### Short exercise A
For each statement below, say yes or no according to the forum post about spawners, and quote the words of the post that decide it. (i) Both docker images need volume mounts to the host system. (ii) The poster thinks a custom spawner may have to be implemented. (iii) The poster has found a good example of how to implement this.
### Short exercise B
Carry on writing the forum post about spawners, starting right after its last sentence.

### Quoted passage
----------------

Need some help with spawners

dstack4273 · June 6, 2022, 4:58pm

I need some help with a couple of things that I’ve been struggling with sorting out.

The first thing should be pretty easy. I have two docker images one that we’re using SystemUserSpawner to relate it to the user home directories on the system where everything is being run. The other is self-contained and doesn’t require any volume mounts to the host system. I think that I would need to implement a custom spawner that can use either SystemUserSpawner or DockerSpawner depending on which image is selected in the image picker. I haven’t been able to find a good example of how to go about implementing this though. I would be grateful for any pointers or examples that anyone knows of that does a similar thing.

----------------

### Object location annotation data

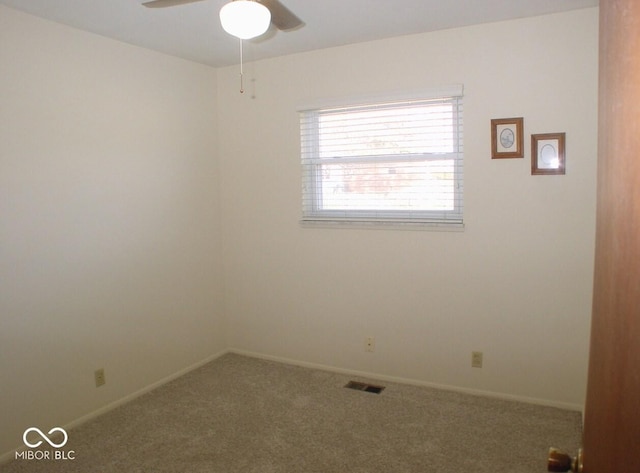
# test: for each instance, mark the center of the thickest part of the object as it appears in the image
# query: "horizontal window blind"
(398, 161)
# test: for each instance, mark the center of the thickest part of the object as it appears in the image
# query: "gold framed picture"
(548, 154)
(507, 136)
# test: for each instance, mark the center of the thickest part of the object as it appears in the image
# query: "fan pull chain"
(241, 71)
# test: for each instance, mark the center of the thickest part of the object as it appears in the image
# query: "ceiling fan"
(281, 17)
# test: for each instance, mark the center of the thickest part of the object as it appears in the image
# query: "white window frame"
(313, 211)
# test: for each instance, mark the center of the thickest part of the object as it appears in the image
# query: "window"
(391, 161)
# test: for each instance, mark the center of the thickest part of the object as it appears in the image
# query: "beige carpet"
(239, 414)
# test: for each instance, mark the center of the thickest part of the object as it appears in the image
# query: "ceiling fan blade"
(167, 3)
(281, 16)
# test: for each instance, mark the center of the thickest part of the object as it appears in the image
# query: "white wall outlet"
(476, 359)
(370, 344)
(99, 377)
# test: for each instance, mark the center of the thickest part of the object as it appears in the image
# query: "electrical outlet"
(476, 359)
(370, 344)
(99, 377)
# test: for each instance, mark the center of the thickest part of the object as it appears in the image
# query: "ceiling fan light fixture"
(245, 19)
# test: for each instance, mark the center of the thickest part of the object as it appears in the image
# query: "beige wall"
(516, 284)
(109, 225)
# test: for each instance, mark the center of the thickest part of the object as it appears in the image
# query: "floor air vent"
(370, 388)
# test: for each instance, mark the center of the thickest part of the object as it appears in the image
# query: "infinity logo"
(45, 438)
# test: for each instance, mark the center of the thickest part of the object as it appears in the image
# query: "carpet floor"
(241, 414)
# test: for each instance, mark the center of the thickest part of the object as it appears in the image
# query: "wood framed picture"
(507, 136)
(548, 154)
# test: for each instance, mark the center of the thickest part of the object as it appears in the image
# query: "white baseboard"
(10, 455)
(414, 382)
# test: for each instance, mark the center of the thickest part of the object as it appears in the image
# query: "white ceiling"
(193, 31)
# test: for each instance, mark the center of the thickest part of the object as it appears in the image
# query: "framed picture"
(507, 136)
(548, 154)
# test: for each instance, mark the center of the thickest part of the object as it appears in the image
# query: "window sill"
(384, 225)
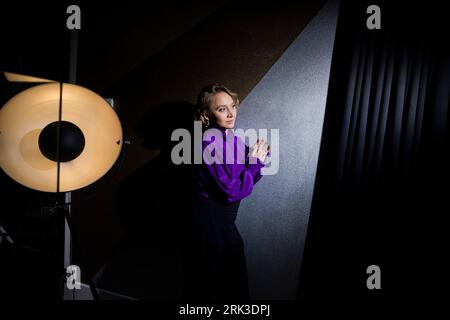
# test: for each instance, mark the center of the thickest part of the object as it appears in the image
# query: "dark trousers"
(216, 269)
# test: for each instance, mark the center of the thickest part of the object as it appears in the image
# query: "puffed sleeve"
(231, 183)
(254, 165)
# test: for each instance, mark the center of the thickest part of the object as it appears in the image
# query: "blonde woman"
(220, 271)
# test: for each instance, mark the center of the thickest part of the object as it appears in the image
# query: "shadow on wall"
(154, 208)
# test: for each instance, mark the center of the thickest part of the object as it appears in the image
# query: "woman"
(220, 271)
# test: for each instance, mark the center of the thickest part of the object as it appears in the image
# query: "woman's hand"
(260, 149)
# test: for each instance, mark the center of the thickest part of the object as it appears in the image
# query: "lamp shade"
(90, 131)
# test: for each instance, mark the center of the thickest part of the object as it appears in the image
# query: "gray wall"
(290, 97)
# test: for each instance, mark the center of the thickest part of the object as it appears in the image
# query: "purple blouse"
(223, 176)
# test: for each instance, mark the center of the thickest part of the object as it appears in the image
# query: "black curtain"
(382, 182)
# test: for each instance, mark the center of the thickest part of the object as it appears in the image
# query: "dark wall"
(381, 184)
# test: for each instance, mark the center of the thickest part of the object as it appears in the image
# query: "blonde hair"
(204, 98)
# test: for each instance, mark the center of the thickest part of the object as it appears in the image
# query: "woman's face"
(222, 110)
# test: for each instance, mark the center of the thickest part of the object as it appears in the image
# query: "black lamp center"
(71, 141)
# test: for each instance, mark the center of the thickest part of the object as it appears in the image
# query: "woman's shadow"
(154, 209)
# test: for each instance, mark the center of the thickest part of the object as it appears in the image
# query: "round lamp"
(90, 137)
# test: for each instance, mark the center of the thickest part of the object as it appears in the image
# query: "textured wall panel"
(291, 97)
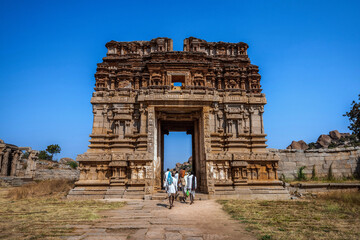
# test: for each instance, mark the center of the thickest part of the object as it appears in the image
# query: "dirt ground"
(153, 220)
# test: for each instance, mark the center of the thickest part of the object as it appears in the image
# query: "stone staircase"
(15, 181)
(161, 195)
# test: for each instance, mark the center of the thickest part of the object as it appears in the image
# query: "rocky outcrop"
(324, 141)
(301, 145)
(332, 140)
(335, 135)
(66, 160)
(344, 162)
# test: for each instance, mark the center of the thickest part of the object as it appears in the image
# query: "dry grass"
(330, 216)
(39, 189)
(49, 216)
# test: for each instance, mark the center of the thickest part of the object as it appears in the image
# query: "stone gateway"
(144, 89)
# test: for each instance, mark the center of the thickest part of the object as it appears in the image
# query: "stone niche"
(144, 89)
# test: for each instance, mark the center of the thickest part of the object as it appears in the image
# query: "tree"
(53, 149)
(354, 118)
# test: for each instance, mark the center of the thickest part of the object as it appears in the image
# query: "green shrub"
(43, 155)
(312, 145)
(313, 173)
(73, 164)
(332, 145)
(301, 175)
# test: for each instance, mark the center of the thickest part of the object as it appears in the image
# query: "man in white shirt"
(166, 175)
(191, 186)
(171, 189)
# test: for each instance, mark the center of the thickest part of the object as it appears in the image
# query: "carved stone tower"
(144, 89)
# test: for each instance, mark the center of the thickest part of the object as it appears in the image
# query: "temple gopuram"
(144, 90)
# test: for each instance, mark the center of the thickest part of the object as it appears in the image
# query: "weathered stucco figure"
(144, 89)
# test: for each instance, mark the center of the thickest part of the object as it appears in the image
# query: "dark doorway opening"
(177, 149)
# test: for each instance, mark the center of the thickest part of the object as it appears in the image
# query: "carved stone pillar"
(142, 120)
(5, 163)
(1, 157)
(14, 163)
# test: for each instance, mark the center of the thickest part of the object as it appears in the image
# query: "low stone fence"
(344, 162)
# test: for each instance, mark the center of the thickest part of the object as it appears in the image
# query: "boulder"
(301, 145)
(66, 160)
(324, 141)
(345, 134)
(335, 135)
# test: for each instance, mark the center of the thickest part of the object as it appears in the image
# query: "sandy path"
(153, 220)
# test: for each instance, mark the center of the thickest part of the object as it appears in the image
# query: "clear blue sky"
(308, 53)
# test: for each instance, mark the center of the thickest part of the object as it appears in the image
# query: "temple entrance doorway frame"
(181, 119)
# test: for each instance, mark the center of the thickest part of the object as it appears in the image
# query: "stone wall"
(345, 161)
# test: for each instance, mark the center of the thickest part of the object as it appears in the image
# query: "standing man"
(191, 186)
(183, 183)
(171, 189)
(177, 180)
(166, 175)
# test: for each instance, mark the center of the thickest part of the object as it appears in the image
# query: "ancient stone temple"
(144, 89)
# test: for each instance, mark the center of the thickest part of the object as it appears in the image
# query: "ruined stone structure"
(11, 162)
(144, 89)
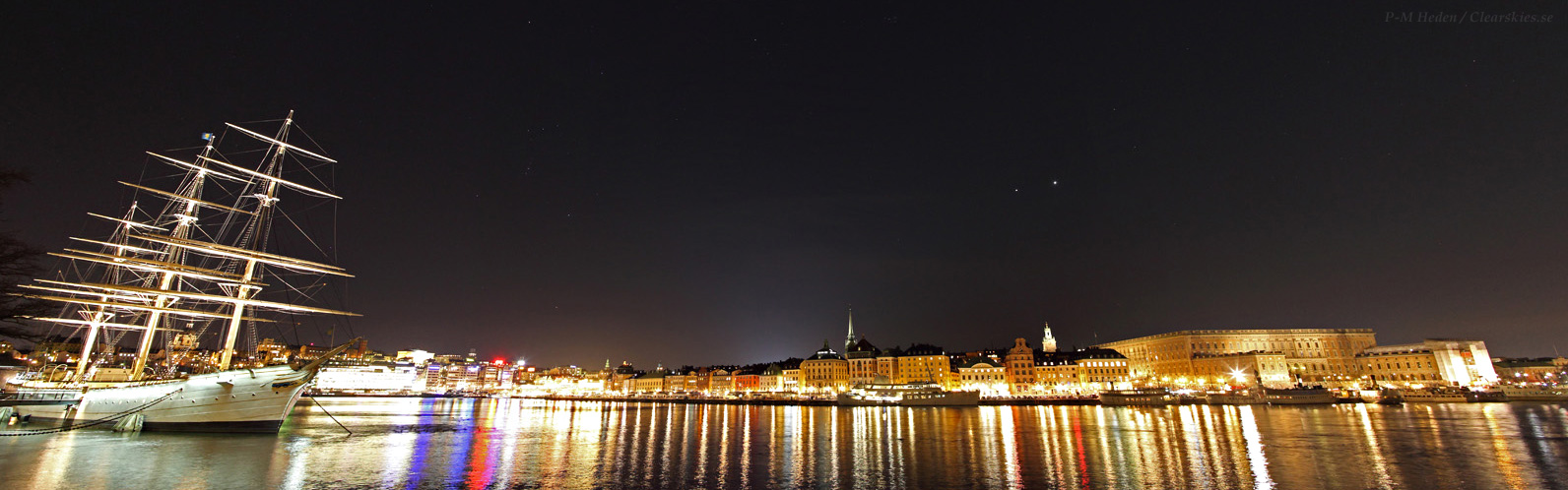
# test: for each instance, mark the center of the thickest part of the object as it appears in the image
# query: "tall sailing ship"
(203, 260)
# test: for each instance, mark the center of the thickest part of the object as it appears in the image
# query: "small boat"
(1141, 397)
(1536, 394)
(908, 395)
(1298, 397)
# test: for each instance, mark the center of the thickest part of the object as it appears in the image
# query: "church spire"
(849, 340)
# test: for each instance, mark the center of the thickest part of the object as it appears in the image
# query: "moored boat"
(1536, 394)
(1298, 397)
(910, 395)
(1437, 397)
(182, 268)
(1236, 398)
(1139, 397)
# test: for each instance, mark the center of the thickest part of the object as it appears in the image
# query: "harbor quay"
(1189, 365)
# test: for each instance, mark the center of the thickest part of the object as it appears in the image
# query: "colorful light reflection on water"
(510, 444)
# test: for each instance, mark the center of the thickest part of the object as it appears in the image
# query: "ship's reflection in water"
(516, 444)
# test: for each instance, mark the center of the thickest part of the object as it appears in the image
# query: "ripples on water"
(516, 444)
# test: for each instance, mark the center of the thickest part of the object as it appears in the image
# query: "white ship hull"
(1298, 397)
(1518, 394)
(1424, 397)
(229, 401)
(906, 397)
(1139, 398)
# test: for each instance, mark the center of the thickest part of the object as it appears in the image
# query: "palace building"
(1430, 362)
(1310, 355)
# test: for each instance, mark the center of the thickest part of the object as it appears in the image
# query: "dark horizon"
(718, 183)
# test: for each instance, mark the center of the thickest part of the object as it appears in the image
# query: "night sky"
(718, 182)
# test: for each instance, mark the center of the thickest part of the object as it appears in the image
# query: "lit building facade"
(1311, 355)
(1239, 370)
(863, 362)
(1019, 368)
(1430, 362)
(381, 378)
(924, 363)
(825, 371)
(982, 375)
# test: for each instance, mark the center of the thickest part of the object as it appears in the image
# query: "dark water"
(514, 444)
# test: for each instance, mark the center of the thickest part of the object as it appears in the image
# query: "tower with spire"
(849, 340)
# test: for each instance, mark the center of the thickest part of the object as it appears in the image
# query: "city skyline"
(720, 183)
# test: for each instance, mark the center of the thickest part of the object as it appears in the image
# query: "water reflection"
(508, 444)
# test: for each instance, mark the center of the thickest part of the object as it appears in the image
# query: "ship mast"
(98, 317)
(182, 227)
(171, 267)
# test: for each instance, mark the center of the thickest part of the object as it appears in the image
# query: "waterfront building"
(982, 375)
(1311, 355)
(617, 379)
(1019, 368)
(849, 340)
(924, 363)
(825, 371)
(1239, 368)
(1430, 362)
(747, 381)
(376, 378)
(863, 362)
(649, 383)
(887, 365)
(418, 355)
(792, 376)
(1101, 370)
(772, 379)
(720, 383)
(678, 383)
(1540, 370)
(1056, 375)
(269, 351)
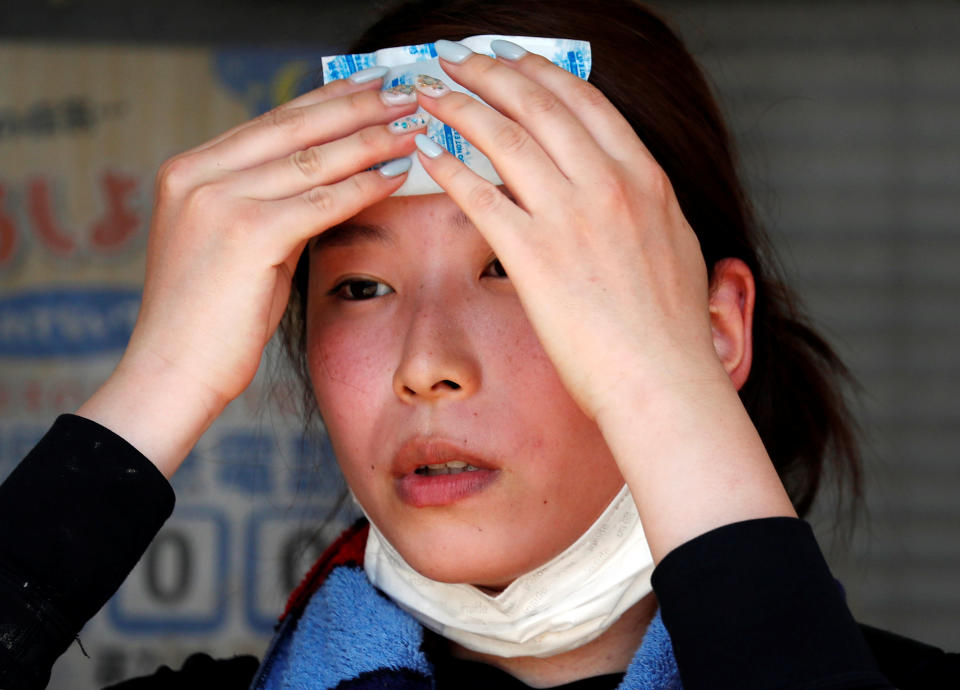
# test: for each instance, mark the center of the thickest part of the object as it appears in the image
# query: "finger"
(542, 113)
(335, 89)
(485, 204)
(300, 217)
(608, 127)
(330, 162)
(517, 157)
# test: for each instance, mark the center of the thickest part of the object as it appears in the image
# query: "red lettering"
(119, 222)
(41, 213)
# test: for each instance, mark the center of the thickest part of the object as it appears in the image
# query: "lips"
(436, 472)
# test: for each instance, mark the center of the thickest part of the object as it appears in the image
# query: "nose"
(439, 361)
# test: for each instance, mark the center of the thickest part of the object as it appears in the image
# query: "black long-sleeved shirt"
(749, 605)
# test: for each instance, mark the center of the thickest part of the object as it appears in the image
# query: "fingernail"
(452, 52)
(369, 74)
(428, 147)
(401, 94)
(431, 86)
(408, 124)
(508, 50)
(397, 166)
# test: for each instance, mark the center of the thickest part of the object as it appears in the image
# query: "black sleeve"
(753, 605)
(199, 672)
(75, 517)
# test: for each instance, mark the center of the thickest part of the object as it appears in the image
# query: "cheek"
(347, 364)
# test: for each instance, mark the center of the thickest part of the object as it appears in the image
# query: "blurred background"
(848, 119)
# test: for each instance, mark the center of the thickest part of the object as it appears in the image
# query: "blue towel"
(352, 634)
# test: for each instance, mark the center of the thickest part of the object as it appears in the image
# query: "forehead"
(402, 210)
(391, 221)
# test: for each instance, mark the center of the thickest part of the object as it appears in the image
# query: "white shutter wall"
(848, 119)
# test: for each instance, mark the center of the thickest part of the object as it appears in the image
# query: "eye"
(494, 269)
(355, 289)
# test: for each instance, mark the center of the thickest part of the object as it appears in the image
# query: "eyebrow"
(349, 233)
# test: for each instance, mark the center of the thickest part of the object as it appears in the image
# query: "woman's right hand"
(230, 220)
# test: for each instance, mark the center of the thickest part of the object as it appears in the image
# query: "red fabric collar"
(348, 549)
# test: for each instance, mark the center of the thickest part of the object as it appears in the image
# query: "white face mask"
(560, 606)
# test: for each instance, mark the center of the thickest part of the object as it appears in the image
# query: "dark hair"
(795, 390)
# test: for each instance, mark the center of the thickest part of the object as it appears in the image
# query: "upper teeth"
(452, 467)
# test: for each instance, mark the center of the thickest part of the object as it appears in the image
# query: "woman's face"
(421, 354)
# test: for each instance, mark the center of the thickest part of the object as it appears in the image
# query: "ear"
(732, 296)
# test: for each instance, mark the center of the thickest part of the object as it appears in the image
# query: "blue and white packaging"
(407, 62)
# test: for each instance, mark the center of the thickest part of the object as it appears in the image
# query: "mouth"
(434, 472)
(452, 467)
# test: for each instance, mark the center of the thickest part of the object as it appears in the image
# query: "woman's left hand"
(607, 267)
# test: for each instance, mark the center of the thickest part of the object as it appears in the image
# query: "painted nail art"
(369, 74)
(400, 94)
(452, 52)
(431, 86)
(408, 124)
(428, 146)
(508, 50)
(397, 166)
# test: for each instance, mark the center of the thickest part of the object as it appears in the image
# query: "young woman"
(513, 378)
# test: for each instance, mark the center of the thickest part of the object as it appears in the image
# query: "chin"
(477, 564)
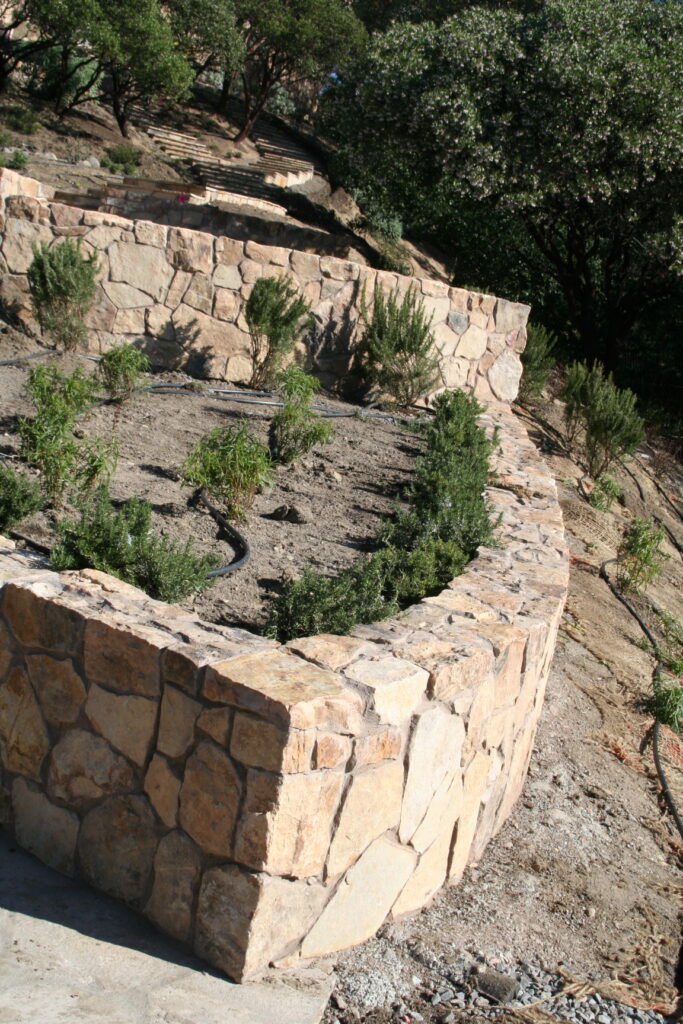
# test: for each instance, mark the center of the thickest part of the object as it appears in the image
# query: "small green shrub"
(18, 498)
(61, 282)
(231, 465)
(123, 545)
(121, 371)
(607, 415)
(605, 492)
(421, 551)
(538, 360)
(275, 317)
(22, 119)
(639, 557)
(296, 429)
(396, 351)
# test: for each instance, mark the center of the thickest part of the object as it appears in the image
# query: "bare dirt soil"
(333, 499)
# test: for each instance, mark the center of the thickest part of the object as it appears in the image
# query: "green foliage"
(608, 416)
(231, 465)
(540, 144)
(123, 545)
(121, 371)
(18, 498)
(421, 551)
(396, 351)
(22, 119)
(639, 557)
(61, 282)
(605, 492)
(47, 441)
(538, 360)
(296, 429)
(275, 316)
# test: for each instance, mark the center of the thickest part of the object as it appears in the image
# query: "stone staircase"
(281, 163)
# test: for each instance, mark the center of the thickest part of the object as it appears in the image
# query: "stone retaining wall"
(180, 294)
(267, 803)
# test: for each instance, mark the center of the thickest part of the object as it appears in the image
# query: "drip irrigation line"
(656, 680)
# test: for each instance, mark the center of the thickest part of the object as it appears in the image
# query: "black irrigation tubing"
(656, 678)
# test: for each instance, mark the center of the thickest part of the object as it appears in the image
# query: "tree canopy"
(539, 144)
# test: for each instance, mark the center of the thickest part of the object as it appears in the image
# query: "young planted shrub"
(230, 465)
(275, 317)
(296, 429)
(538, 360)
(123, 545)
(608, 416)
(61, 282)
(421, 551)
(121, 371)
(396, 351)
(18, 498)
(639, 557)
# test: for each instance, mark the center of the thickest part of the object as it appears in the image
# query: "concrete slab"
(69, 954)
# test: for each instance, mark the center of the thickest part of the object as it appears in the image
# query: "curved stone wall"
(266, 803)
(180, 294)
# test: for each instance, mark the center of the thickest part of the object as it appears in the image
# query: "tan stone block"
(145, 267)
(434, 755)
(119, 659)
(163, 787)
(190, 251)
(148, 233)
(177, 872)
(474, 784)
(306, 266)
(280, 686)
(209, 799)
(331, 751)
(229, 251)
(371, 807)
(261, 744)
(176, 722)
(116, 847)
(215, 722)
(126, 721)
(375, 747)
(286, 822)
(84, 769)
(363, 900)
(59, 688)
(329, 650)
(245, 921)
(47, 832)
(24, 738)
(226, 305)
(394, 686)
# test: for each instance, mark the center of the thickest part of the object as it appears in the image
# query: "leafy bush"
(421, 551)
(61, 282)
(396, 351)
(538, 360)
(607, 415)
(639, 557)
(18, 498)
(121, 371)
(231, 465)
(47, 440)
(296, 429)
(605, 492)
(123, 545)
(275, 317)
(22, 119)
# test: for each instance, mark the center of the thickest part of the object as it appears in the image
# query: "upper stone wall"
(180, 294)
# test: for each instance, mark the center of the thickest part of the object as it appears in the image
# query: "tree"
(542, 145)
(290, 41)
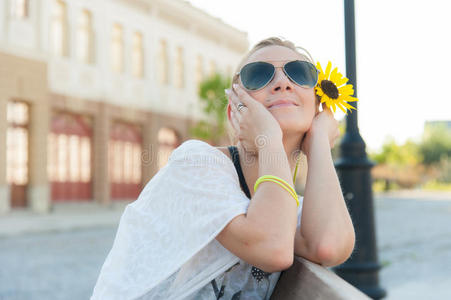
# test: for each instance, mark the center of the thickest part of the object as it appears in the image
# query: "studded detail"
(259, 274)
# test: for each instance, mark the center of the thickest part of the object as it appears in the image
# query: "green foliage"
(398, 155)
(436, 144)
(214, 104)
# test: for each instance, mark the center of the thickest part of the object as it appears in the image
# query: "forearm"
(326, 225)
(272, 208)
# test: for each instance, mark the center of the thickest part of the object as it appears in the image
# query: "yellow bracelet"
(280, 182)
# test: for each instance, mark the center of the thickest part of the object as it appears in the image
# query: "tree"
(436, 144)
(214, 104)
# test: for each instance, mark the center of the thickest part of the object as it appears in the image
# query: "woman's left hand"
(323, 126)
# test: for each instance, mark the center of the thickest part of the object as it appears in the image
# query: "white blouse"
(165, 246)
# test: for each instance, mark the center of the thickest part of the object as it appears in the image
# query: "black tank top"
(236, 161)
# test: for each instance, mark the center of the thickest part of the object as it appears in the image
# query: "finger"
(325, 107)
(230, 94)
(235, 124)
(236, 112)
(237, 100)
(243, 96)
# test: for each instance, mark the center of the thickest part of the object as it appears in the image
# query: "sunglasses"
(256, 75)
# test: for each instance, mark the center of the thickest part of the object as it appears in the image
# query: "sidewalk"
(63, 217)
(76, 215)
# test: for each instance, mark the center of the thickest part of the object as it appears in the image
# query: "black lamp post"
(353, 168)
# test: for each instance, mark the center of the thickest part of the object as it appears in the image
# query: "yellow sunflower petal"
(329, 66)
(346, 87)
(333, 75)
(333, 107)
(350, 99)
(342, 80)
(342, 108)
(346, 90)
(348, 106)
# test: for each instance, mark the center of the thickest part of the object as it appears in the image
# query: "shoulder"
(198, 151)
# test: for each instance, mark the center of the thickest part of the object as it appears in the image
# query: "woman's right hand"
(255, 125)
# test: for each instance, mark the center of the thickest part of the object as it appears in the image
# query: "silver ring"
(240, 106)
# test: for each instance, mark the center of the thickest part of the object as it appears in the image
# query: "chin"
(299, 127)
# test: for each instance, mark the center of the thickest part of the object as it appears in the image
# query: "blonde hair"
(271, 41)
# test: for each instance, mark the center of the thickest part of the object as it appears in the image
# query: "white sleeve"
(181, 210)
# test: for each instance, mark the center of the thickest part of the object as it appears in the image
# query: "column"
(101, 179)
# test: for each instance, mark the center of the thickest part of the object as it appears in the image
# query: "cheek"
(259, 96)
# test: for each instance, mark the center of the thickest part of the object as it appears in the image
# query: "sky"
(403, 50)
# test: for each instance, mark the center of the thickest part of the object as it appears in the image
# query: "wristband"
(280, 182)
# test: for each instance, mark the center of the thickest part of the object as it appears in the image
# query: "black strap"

----------------

### Task answer A
(i) No: "The other is self-contained and doesn’t require any volume mounts to the host system."
(ii) Yes: "I think that I would need to implement a custom spawner"
(iii) No: "I haven’t been able to find a good example of how to go about implementing this though."

### Task answer B
This second thing is less straight forward and I’m not even sure where it might make the most sense to handle the problem. As I mentioned above, we have an image that uses SystemUserSpawner. The system itself has an automated account request process so a user that doesn’t already have access can request an account and after some amount of time they’ll be ready to work. The problem is that if a user attempts to use our Hub without an account on the host system they get stuck where they’re unable to successfully spawn a container or stop any of the phantom containers they attempted to spin up. As an admin, I can go in and see their account and these “containers” that they attempted to start but cannot stop them[1] or delete the user[2]. I made a new API token and tried to work around the Admin UI to purge the containers and users with no luck. I also tried to drop the rows of the users from the sqlite table[3] which didn’t let the user log in, but did remove their row from the Admin user server view.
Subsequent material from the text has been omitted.